--- Start ---

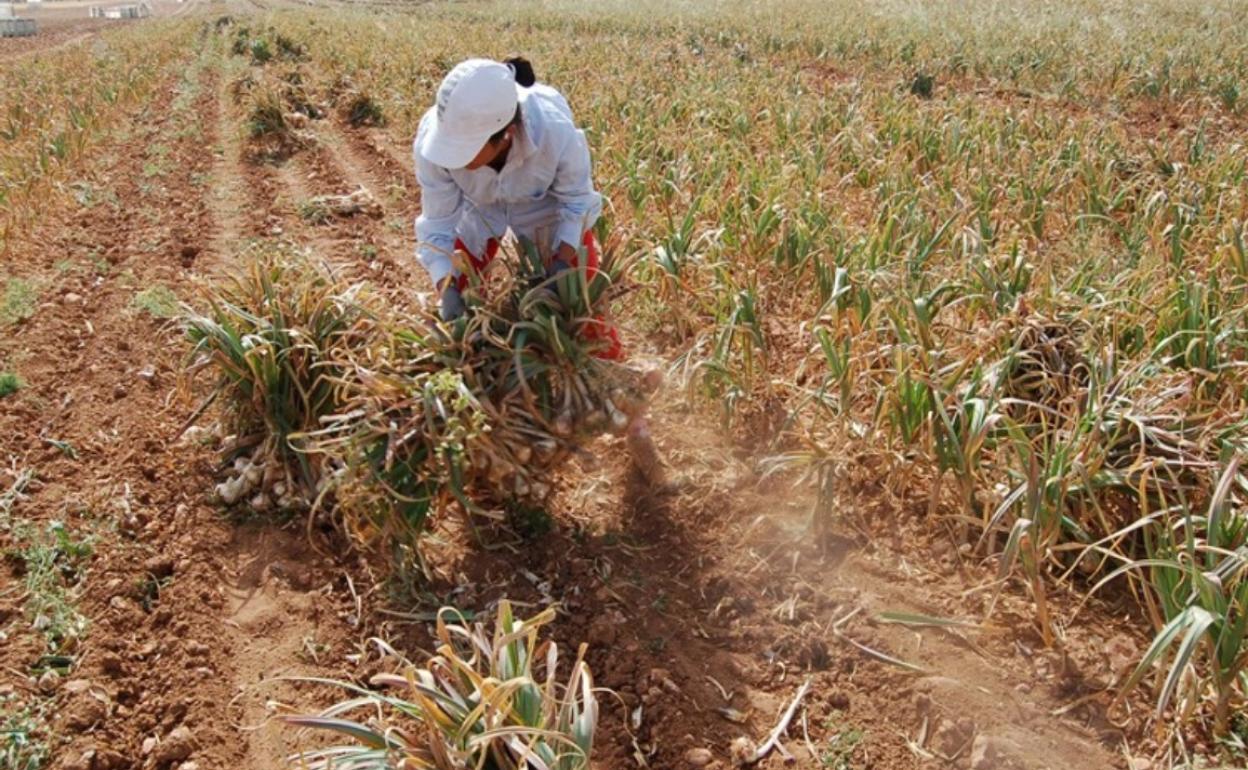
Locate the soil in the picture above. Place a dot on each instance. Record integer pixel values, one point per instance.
(713, 603)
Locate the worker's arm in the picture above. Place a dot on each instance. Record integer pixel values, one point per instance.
(579, 204)
(441, 210)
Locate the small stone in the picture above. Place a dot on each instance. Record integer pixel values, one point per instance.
(85, 761)
(86, 713)
(195, 649)
(110, 760)
(159, 567)
(75, 687)
(922, 704)
(111, 664)
(176, 746)
(743, 750)
(989, 753)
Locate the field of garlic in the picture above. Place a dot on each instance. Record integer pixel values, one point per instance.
(999, 248)
(994, 256)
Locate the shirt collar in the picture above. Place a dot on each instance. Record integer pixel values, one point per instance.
(524, 144)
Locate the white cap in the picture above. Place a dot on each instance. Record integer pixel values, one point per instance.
(474, 101)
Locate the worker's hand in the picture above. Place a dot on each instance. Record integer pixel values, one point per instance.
(452, 302)
(562, 260)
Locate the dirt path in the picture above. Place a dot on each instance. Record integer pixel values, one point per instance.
(705, 610)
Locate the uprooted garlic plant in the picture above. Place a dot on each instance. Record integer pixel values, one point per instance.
(406, 414)
(483, 700)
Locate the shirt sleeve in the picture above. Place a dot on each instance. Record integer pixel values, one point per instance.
(441, 209)
(579, 204)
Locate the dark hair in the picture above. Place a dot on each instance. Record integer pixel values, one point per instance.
(523, 70)
(526, 77)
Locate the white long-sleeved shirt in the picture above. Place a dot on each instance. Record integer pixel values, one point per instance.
(544, 191)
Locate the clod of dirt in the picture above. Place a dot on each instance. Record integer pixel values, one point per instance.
(176, 746)
(112, 665)
(989, 753)
(85, 711)
(84, 761)
(952, 738)
(741, 751)
(195, 649)
(840, 701)
(159, 567)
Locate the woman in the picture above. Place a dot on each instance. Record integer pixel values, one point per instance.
(499, 151)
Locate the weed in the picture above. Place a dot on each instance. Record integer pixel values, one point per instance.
(19, 301)
(10, 383)
(157, 301)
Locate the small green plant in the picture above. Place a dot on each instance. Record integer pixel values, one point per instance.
(843, 744)
(260, 51)
(10, 383)
(18, 302)
(483, 700)
(54, 564)
(157, 301)
(922, 85)
(363, 110)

--- End ---

Reproduce all of the lines above verbatim and in their original order, omitting the picture from your reply.

→ Full solution:
Locate the soil in the picture above. Place a dot on each instance. Record integer pixel values, one point per instance.
(713, 603)
Locate the worker's arm in the picture above. Place a dot on each instance. Record integer pixel values, one point per instance.
(579, 204)
(441, 210)
Locate the small stone in the picture above. Place a dot on each instance. Record integer pixel values, one point per instance.
(85, 761)
(86, 713)
(195, 649)
(110, 760)
(159, 567)
(75, 687)
(922, 704)
(111, 664)
(176, 746)
(743, 750)
(989, 753)
Locate the field of garlic in the picture above. Place a dot on each instance. Record integer pixel values, one point per instance.
(999, 248)
(994, 256)
Locate the shirt collar in the picture above. Place a dot on each instance. Record integer pixel values, one point per instance.
(524, 144)
Locate the white cap in the picture above. Place a dot on each instance. Record integer pixel values, one point per instance.
(474, 101)
Locate the worker's hand in the picture above. Place a dot on each instance. Record integer pixel values, one point per instance.
(452, 302)
(562, 260)
Locate the dirt path in the picture above. Place a dot on each instance. Record integer pixel values, one point per instance.
(705, 610)
Locate the uprooted garlic plant in the picture above. Place a dot on each instance. Record integer pixel values, one point per instance.
(406, 414)
(483, 700)
Locate the shirt sleeve in the picture above. Place a dot on each instance. Record integer pixel values, one point per instance.
(441, 209)
(579, 204)
Locate the dark hair in the picture above. Place a dot on each instance. Record integer pixel values, one point per instance.
(523, 70)
(526, 77)
Locate the white long-sleeved shirt in the picture above. Place a dot on each instance. Record integer pixel values, one point per instance.
(544, 191)
Locate the clod of dirt in the picture above. Place a dot on each instance. Record integer pixel values, one point per instance.
(176, 746)
(112, 665)
(989, 753)
(85, 711)
(84, 761)
(952, 738)
(741, 751)
(195, 649)
(840, 701)
(159, 567)
Locate the woman in the picture above. Place a dot on each instance. Record integer pixel values, one point per instance.
(499, 151)
Locate the weed in the picture above. Place a dot on each instance. Record integer pixel values, one point per instance.
(19, 301)
(10, 383)
(157, 301)
Locate the small green plant in the picture above. Place a dot on each instance. Record integer pixel values, one point per instance.
(843, 744)
(260, 51)
(10, 383)
(18, 302)
(483, 700)
(54, 564)
(157, 301)
(922, 85)
(363, 110)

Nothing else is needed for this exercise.